» PROMPT: Reproduce everything from the start of the entries down to and including the line containing "POLYGON ((220 86, 221", unchanged.

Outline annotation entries
BEGIN

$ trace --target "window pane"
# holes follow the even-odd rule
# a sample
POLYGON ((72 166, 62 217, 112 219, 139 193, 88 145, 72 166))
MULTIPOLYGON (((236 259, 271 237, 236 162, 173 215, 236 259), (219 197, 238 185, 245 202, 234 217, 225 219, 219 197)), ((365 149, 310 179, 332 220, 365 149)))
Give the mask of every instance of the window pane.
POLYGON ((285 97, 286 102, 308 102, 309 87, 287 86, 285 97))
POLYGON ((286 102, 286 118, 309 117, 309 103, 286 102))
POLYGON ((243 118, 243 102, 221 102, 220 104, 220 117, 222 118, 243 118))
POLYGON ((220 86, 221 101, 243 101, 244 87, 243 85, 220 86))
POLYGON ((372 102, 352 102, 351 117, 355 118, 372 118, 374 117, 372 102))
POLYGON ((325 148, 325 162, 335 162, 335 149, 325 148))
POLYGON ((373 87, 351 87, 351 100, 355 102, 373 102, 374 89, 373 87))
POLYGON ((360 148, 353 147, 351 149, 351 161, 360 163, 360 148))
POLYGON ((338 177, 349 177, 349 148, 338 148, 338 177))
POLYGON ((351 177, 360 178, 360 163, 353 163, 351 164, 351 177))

END

» ANSWER FOR THE TASK:
$ trace --target "window pane"
# holes follow the even-odd rule
# a sample
POLYGON ((72 166, 62 217, 112 219, 139 193, 88 145, 72 166))
MULTIPOLYGON (((236 259, 271 237, 236 162, 173 215, 236 259), (219 197, 238 185, 245 202, 234 217, 225 219, 219 197)), ((365 149, 310 179, 332 220, 365 149)))
Give the mask of every instance of the window pane.
POLYGON ((285 97, 286 102, 308 102, 309 87, 287 86, 285 97))
POLYGON ((286 102, 286 118, 309 117, 309 103, 286 102))
POLYGON ((243 118, 243 102, 221 102, 220 104, 220 117, 222 118, 243 118))
POLYGON ((220 86, 221 101, 243 101, 244 87, 243 85, 220 86))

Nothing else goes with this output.